# 本文:
──────────────────────────────

糸井重里が毎日書くエッセイのようなもの今日のダーリン

・「ぼく(わたし)は『MOTHER』で育ったんです」
 というようなことばをいただくことが、よくある。
 ほんとうに、よくある、日本でも海外でもよくある。
 もちろん、そういう人たちはすでに立派な大人になってて、
 逆に、こちらのほうが「この仕事はすばらしいなぁ」と
 尊敬して仰ぎ見ているような方もたくさんいる。 
 こんなにうれしいことはない。
 昔じぶんがやった仕事が、ある意味では
 遺伝子のように次の世代に受け継がれていって、
 あたらしい表現物を生み出しているわけだ。
 そういう新しい世代の人たちに会うと、
 たいていぼくは余計なことを付け加えてしまう。
 「でも、このゲーム、当時ヒットはしなかったんだよ」と。
 主観的な感想ではなく、数字的にもヒット作ではないのだ。
 それにしては、それなのに、いまでもずっと
 語り続けられているのがうれしい。
 じぶんの仕事と比べるわけにはいかないのだけれど、
 あんまりヒットしなかった(特に日本で)けれど、
 ある時代の象徴や道標のように語られる映画として、
 『ブレードランナー』(1982)という作品が有名だ。

──────────────────────────────

# 提供資料:

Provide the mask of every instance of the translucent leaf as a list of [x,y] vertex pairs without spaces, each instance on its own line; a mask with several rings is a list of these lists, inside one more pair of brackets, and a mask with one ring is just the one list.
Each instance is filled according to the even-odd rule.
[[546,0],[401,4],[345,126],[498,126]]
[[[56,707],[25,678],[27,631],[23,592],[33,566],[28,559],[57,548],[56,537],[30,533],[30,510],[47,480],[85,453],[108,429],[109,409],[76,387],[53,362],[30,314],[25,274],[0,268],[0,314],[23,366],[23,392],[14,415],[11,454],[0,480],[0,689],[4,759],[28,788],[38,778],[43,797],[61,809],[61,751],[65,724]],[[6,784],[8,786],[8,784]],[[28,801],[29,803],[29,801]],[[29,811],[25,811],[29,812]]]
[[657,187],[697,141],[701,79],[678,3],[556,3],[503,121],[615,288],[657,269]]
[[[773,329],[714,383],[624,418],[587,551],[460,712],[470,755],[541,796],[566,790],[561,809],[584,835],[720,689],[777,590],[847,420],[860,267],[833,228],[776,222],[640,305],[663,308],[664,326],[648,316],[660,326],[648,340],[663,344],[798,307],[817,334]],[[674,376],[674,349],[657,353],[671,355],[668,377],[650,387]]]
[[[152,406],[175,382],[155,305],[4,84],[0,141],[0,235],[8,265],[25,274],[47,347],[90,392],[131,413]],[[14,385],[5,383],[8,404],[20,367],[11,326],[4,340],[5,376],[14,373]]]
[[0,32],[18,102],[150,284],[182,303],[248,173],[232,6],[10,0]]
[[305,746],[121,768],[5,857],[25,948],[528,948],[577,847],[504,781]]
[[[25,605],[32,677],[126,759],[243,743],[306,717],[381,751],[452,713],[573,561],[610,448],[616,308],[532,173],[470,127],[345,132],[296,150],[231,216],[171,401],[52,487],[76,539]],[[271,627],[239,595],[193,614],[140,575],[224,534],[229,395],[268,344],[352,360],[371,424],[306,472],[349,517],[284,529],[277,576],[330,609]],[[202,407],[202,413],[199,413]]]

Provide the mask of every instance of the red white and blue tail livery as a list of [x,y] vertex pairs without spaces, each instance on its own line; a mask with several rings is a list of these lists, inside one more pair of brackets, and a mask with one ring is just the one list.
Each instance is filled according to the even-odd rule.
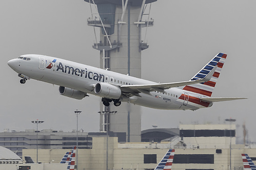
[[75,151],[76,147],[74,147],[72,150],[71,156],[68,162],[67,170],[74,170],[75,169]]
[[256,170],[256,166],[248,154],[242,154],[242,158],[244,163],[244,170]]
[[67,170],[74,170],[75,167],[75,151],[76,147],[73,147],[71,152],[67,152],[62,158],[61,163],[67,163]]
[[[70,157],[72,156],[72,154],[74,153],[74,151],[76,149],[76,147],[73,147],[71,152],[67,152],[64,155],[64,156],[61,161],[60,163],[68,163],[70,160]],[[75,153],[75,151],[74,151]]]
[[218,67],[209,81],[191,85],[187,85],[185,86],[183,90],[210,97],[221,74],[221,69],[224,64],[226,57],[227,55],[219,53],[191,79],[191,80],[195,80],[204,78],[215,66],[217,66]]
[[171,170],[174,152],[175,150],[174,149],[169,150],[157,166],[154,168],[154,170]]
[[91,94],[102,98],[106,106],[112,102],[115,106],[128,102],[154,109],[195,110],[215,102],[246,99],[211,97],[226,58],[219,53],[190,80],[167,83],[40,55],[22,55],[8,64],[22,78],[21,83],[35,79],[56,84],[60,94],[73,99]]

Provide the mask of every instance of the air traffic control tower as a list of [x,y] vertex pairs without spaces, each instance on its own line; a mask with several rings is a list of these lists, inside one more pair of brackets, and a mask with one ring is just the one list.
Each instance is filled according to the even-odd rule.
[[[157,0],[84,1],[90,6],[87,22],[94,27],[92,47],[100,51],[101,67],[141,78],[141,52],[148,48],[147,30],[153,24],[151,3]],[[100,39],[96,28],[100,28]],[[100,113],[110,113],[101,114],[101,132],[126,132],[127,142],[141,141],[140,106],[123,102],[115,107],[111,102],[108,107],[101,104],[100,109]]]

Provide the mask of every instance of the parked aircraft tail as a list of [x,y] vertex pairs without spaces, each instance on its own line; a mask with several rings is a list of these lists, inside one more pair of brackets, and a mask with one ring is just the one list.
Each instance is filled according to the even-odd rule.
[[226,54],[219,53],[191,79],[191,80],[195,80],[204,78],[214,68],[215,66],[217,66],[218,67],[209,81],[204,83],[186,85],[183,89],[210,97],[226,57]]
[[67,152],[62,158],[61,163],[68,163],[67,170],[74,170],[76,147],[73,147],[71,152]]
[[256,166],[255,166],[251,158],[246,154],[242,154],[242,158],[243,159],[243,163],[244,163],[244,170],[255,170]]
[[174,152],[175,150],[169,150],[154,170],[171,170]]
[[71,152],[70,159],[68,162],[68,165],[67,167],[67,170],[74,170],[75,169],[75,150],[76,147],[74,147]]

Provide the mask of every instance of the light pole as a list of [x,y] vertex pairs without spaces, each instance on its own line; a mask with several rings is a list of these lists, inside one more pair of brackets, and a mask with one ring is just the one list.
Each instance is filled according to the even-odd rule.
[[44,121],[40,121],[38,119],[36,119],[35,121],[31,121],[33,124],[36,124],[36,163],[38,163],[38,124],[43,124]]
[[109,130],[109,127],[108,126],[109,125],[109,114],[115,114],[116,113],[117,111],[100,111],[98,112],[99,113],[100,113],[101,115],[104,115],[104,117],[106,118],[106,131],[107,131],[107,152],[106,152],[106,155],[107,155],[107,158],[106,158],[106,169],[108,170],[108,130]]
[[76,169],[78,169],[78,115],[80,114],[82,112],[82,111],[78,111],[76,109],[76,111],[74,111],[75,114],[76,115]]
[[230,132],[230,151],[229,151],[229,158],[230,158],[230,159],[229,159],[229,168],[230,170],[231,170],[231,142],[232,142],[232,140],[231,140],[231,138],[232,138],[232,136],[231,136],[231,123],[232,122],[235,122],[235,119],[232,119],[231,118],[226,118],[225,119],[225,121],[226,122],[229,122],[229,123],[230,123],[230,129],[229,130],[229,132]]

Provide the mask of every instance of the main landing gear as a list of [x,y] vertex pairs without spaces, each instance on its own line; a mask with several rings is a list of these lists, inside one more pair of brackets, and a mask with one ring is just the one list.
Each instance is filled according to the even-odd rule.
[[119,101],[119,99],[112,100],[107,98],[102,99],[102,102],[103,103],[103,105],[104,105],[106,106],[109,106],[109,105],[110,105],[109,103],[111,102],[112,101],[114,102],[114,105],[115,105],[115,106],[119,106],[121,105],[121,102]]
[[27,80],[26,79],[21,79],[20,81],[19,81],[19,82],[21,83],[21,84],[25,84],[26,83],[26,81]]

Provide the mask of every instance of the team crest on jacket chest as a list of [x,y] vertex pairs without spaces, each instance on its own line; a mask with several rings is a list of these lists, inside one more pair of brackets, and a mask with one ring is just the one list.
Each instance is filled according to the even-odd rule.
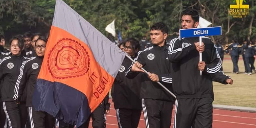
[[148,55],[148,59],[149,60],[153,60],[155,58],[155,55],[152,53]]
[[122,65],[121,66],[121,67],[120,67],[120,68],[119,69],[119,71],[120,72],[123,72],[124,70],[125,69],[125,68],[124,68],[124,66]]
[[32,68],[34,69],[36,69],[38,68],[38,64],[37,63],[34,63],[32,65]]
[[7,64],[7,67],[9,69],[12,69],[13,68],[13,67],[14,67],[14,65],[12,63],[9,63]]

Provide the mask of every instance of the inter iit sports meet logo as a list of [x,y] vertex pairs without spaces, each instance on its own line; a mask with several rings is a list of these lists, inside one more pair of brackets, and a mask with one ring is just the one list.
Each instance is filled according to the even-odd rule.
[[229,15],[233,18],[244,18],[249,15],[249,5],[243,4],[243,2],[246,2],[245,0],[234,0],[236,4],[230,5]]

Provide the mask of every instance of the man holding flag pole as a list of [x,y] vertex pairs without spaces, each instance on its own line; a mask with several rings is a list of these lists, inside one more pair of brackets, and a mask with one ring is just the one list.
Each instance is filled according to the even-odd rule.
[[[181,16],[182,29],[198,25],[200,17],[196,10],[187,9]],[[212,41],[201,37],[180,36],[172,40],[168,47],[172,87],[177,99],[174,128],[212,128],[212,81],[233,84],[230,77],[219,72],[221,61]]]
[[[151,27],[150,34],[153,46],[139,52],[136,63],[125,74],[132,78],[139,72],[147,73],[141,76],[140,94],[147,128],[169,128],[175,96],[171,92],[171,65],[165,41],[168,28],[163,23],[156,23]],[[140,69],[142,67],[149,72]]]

──────────────────────────────

# 指示:
本文で、あまりヒットしなかったものの、ある時代の象徴や道標のように語られる映画として挙げられている作品は何ですか。

# 解答:
『ブレードランナー』(1982)です。